• [Exercise] Each of the following records is to be output exactly.

• [Records provided]
###

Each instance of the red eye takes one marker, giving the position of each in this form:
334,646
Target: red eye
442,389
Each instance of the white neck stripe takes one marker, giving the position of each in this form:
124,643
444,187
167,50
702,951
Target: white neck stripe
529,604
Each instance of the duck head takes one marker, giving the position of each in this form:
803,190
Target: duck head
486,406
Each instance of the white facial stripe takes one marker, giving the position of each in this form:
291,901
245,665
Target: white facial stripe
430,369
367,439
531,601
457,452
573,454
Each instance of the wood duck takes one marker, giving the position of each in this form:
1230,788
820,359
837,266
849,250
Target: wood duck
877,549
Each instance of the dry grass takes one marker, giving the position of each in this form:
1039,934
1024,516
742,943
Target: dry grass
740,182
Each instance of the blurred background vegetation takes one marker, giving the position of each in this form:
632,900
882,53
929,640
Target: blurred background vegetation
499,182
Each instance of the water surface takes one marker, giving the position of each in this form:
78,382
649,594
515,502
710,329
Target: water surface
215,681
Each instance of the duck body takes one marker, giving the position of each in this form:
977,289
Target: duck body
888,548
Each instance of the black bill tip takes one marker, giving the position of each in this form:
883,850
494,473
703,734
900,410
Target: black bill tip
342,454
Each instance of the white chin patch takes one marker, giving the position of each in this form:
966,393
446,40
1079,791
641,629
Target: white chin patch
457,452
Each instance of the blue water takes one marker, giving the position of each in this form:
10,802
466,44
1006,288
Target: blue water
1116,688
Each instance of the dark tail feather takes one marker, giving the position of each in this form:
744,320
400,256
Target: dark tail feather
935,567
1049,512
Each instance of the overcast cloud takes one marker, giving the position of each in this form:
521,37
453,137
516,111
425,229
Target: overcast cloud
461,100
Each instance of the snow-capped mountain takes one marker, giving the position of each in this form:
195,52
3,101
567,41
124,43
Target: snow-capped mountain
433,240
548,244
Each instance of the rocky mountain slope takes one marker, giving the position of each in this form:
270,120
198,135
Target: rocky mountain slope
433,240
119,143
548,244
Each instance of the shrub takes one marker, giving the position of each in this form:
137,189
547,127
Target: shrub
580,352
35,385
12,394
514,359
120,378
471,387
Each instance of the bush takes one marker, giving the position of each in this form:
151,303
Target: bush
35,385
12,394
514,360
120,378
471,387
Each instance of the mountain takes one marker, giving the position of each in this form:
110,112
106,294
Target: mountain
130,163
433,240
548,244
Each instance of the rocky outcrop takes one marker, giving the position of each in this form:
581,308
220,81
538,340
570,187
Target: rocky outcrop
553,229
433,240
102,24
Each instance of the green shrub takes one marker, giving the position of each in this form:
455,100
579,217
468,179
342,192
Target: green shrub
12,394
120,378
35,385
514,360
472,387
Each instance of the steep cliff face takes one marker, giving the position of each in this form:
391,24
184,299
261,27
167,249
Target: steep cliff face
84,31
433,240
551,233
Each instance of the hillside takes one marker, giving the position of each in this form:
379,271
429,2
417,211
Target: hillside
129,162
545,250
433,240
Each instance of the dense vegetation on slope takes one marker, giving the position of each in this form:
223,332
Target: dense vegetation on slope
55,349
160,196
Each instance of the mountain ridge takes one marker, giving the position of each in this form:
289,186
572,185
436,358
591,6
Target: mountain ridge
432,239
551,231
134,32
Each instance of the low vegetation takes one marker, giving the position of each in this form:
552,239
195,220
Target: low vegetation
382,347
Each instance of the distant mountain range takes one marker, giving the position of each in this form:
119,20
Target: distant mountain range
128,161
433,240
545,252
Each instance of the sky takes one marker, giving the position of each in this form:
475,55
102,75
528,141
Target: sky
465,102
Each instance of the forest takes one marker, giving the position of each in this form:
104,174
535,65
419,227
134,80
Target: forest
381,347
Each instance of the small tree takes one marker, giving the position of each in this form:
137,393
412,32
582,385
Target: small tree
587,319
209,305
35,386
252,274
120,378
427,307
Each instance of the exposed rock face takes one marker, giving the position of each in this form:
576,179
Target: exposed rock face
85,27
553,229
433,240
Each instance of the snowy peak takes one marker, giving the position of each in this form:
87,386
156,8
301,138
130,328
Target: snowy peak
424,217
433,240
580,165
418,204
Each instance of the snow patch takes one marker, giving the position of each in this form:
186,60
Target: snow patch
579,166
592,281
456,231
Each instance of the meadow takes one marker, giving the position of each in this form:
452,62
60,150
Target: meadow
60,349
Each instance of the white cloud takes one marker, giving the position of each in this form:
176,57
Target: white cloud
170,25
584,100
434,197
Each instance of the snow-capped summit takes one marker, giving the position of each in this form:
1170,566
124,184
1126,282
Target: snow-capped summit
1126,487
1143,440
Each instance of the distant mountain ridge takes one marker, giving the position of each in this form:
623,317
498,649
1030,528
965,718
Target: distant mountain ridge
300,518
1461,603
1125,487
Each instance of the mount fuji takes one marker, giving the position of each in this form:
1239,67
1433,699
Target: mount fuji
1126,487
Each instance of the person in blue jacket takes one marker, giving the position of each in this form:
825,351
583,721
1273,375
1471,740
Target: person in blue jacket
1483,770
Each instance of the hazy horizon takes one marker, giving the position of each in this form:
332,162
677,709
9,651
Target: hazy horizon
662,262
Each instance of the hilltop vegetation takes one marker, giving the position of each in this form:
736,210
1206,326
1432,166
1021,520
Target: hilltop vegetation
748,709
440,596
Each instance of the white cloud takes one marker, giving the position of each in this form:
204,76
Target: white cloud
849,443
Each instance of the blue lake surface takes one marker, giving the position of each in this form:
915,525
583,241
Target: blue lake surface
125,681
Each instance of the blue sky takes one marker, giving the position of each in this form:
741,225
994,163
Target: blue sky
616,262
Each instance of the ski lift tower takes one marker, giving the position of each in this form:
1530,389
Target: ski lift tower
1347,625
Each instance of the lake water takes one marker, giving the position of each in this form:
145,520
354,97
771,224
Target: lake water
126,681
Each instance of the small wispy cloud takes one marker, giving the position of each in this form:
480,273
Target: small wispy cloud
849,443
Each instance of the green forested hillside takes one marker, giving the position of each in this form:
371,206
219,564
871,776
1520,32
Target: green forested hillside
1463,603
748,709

###

• [Answer for this exercise]
Each instance of the red eye takes one marker, giving the position of each in this form:
334,646
Target: red eye
442,389
Each instance of the white neck stripe takes one marker, giving the position of each in this form:
124,643
444,187
167,50
702,951
Target: white neck stripe
529,604
Each instance of the duck head takes one marker, giving the position of each in this form:
803,190
Target: duck head
486,406
Each instance of the white facial stripe takes one marker, giving the position of each in this form:
291,901
245,665
Target: white facial stripe
430,369
367,439
531,601
457,452
573,454
Each instance of the wood duck takes one marker, giving the position of each in this form:
1230,788
820,359
837,266
849,250
Target: wood duck
877,549
Each instance of the dry grass takes one marker, giving the position of each in this form:
1039,934
1024,516
742,943
Target: dry grass
740,182
Each instance of the blurred background vegetation takes one marker, giving the position of each in this form:
632,900
882,53
929,640
Target: blurred background vegetation
499,182
Each instance of the water surface takes one marker, giving the position of each in this form:
78,382
649,594
515,502
710,329
Target: water surface
215,681
Each instance of the duck body takes one marker, giving the position of each in this form:
977,289
Target: duck body
888,548
Each instance of the black bill tip takes one marker, giving the position of each in this form:
883,850
494,473
703,734
900,410
Target: black bill tip
342,454
Each instance of the white chin patch takes one marker, giving the position of each in this form:
966,393
446,40
1079,791
641,629
Target: white chin patch
457,452
Each instance of the blue water takes one marker, giving the position of each in this form:
10,802
466,44
1006,288
Target: blue water
1116,688
Each instance of the dark tail feather takes one marker, giving the position of each in this form:
744,320
400,256
Target: dark tail feather
935,567
1049,512
Each instance of the overcast cloud takes one marker, giving the position of each in this form:
521,37
453,137
516,111
425,229
Target: overcast cloud
461,100
Each instance of the snow-capped mountain takes one marker, giving the position of each in this form:
195,52
3,101
567,41
124,43
Target: snow-capped mountain
433,240
548,244
Each instance of the rocky mountain slope takes one marker, giving the position of each in this form:
270,120
198,135
Target: rocky mountain slope
433,240
119,143
548,244
Each instance of the shrub takes one marker, giving the position of each in this form:
137,189
547,127
Target: shrub
580,352
35,385
12,394
514,359
120,378
471,387
Each instance of the bush takes one marker, giving the position of each in this form:
151,303
Target: bush
35,385
12,394
514,360
120,378
471,387
Each instance of the mountain takes one marker, giving the position of each in this form:
110,112
106,294
Target: mountain
130,163
433,240
548,244
Each instance of the rocky outcrop takes one marker, giving the position of each in this form:
581,308
220,81
538,340
570,187
Target: rocky outcrop
553,229
433,240
102,24
Each instance of the green shrub takes one marker, giving the position of each in this form:
455,100
579,217
468,179
342,192
Target: green shrub
12,394
120,378
35,385
514,360
472,387
Each instance of the steep cliff face takes one marker, giving the position of each in this form:
391,24
184,299
261,27
167,249
Target: steep cliff face
84,31
433,240
551,233
Each instance of the hillside takes one marker, giving the position of each in this form:
379,271
429,2
417,211
Target: hillside
129,162
545,250
433,240
Each instance of the dense vegetation on slope takes one marker, giving the position of each in this form:
223,332
Target: dense vegetation on slope
55,349
160,196
Each instance of the mountain ridge takes one marker, giving the position of each in this form:
289,186
572,185
436,358
591,6
Target: mountain ridge
432,239
551,231
134,32
Each instance of the low vegetation takes one marker, giving the position of each in this form:
552,239
195,220
Target: low vegetation
382,347
Each instance of the distant mountain range takes one marker, giving the position of each in this form:
119,20
Target: distant mountain range
128,161
433,240
545,252
Each instance of the sky takes one marker, giving the position of each in this form:
475,55
102,75
528,141
Target: sky
465,102
Each instance of the forest takes one marker, giving the position of each in this form:
104,174
535,65
419,227
134,80
Target: forest
381,347
Each instance of the small tree takes one marker, giving the position of each in this form:
137,393
412,32
582,385
Target: small tree
587,319
209,305
35,386
252,274
120,378
427,307
Each instance of the exposed rock face takes one marker, giving the position of each in this form:
576,179
Target: exposed rock face
85,27
553,229
433,240
Each instance of the snowy peak takes one marker, giving the position of each in this form:
87,386
156,8
301,138
130,328
Target: snowy peak
424,217
433,240
580,165
418,204
Each instance of the snow patch takes one marker, giving the position of each in this form:
186,60
Target: snow patch
579,166
592,281
456,231
Each instance of the meadow takes one marker, giving the position of each in this form:
452,62
60,150
Target: meadow
60,349
Each instance of the white cloud takes one marker, giving the position of each in this form:
176,57
Target: white cloud
170,25
584,100
434,197
Each instance of the snow-capped summit takes one marker, giving the position of each in this form:
1170,566
124,184
1126,282
Target: snow-capped summit
1126,487
1143,440
Each instance of the distant mountain ridge takes one marker, giving the position of each in this form:
623,317
498,649
1030,528
965,718
Target: distant mountain ridge
300,518
1461,603
1125,487
Each instance of the mount fuji takes one marker, giving the position of each in this form:
1239,67
1433,699
Target: mount fuji
1126,487
Each instance of the person in blue jacket takes one marker, giving the position of each in this form:
825,351
583,721
1273,375
1471,740
Target: person in blue jacket
1483,770
Each instance of the hazy horizon takes one marker, giving the position of each in this form:
332,162
677,709
9,651
Target: hazy horizon
662,262
Each instance of the hilltop vegetation takes one marker, giving the position of each in this form:
736,210
1206,326
1432,166
1021,520
Target: hilltop vegetation
748,709
440,596
Each instance of the white cloud takes one marker, giving the position of each in this form:
204,76
Target: white cloud
849,443
Each instance of the blue lake surface takes one marker, giving the position of each in this form:
915,525
583,241
Target: blue lake surface
125,681
Each instance of the blue sky takes one marker, giving the position of each in this form:
741,225
994,163
Target: blue sky
616,262
Each instance of the ski lift tower takes one marker, giving the position of each in this form:
1530,389
Target: ski lift tower
1347,625
Each instance of the lake water takes one marker, giving the position of each in this form:
145,520
354,97
771,224
Target: lake water
126,681
Each instance of the small wispy cloud takes one marker, giving the position of each in this form:
480,273
Target: small wispy cloud
849,443
Each instance of the green forested hillside takes one marker, giving the position of each in this form:
371,206
219,564
871,776
1520,32
Target: green forested hillside
1463,603
748,709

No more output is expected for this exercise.